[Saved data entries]
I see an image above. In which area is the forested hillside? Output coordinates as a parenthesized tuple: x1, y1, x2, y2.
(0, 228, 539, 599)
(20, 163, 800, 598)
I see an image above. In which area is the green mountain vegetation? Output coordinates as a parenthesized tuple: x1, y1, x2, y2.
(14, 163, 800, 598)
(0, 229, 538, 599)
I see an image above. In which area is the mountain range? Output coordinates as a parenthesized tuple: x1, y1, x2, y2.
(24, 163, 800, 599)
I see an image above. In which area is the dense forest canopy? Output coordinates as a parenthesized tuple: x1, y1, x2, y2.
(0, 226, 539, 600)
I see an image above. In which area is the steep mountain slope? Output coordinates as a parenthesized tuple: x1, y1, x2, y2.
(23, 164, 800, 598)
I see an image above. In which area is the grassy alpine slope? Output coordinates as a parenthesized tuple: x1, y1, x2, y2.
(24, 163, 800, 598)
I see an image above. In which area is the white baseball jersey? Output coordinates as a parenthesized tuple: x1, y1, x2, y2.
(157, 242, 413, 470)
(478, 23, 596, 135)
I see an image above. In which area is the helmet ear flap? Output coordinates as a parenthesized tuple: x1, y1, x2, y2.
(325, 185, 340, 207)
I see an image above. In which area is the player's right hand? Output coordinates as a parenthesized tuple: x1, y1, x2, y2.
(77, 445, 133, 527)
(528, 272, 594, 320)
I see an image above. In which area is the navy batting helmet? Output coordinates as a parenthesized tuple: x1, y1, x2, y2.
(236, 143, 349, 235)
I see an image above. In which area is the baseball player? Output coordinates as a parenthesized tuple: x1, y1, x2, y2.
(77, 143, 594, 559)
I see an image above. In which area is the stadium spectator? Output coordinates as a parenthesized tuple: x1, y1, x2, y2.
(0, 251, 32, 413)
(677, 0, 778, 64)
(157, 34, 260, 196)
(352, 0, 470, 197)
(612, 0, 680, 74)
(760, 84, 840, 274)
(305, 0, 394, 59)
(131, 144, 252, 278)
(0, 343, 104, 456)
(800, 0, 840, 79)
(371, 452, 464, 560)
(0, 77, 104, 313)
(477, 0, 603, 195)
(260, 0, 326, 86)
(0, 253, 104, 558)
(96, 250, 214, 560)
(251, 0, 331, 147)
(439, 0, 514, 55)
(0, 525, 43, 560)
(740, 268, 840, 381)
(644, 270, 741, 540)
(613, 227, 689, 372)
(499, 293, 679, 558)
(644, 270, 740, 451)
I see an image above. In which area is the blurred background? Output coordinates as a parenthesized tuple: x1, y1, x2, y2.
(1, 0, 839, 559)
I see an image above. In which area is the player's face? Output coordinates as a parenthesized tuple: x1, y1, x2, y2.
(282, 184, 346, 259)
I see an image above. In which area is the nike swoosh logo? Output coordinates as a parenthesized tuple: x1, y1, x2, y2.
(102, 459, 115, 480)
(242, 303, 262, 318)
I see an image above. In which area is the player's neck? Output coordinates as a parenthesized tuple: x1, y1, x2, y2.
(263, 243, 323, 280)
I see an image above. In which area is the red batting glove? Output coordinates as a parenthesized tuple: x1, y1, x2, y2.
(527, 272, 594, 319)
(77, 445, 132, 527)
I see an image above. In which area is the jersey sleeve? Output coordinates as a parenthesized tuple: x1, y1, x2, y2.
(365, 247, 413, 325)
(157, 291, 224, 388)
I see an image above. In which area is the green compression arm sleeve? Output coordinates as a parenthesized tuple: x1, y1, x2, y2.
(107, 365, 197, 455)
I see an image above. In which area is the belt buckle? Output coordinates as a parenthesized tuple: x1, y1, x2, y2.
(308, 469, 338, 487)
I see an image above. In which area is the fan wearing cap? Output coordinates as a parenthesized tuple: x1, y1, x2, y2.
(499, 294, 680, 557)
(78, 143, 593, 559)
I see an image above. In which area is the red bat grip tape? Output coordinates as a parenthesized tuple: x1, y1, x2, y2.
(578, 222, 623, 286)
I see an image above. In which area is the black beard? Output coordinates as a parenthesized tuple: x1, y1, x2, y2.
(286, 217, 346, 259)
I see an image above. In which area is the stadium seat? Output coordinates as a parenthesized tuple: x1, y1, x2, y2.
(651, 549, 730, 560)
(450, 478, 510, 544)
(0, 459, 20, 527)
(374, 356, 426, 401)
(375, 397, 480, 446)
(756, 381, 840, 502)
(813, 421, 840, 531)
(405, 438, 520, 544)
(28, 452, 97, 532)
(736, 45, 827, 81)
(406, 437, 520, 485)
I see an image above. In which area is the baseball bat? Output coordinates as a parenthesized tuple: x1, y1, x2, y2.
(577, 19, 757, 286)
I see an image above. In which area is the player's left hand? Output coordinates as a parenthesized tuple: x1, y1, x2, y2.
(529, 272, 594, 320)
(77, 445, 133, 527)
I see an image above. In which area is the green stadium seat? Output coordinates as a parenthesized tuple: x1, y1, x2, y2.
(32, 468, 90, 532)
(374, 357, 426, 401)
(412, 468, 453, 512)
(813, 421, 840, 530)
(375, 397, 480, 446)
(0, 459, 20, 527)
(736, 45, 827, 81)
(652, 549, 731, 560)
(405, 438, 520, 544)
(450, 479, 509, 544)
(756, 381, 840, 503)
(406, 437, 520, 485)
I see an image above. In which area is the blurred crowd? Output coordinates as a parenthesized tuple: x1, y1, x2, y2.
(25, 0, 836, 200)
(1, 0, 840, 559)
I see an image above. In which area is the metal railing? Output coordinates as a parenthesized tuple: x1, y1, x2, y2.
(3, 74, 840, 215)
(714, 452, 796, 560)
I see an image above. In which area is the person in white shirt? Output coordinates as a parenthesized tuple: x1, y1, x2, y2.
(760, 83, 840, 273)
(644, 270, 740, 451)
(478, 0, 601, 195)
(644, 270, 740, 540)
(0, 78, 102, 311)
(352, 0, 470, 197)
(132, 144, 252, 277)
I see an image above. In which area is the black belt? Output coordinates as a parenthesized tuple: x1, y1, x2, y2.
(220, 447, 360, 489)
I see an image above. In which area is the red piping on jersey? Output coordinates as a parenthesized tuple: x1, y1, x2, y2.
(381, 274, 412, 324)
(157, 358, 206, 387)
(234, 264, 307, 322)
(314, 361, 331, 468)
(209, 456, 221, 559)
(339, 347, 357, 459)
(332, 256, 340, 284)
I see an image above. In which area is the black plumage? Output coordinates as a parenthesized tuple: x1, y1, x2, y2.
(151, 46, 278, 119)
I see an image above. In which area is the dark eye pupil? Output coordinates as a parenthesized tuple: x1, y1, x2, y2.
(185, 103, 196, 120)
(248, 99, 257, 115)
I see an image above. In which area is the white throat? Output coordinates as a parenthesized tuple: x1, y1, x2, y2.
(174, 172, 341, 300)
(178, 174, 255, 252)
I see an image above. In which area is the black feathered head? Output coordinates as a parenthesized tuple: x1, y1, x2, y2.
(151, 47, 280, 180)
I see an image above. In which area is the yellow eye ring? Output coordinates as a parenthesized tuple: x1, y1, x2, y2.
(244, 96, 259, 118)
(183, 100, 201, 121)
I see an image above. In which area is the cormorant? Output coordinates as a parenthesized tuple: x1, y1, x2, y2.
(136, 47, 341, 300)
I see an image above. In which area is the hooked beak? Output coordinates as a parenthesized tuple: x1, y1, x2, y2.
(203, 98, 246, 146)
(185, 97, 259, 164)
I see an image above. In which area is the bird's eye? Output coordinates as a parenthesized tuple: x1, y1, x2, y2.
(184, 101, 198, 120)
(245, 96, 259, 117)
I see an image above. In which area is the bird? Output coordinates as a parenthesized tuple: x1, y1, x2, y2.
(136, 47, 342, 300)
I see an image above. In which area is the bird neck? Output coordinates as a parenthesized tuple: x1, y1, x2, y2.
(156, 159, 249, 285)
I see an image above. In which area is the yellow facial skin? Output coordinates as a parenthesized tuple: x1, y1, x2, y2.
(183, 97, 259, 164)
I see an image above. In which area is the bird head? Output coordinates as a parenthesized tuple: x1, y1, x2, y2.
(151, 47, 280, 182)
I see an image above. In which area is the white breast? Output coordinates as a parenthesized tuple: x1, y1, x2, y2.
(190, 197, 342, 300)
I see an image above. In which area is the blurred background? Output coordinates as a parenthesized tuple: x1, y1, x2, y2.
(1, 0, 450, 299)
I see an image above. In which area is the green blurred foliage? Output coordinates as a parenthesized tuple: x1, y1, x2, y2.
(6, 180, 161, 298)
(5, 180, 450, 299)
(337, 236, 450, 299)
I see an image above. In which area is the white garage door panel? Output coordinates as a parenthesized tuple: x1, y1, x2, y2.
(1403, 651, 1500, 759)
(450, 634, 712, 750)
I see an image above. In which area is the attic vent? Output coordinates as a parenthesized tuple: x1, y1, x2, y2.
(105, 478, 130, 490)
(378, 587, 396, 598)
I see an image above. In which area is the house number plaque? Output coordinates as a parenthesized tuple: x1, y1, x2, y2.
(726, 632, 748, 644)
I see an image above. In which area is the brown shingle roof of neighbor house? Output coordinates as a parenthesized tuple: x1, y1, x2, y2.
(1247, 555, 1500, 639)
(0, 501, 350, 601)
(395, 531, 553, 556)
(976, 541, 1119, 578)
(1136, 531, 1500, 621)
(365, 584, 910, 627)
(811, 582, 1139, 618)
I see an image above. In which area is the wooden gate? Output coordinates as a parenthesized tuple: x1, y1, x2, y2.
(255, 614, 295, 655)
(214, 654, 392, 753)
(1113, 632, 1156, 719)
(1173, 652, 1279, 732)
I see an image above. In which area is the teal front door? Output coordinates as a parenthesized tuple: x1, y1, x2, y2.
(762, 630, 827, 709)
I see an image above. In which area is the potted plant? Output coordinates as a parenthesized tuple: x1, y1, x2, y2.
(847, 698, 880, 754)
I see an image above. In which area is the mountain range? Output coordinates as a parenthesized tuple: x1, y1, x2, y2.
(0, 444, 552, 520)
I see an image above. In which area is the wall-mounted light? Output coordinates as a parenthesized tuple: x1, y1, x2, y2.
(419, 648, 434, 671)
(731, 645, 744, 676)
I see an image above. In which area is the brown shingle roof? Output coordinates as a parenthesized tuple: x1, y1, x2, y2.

- [Problem statement] The reply must consist solely of the lines from the one containing "I see an image above. In which area is the teal" through the last line of the data, reproduced exactly.

- [Answer box]
I see an image above. In which area is the teal front door? Output coordinates as a parenthesized tuple: x1, y1, x2, y2.
(762, 630, 827, 709)
I see an image above. In which area is the potted plant? Output coordinates as a parenthesized tuple: x1, y1, x2, y2.
(847, 698, 880, 754)
I see an image above. In which area is the mountain range? Output coordinates as a parenthesized tuple: x1, y1, x2, y2.
(0, 444, 552, 520)
I see an image above. In which area is the wall-mounted light? Output coordinates as a parenthesized tuple: x1, y1, x2, y2.
(419, 648, 434, 671)
(731, 645, 744, 676)
I see an image above. In which area is the brown shingle roof? Output coordinates as a parenthesized tuple: x1, y1, x2, y2.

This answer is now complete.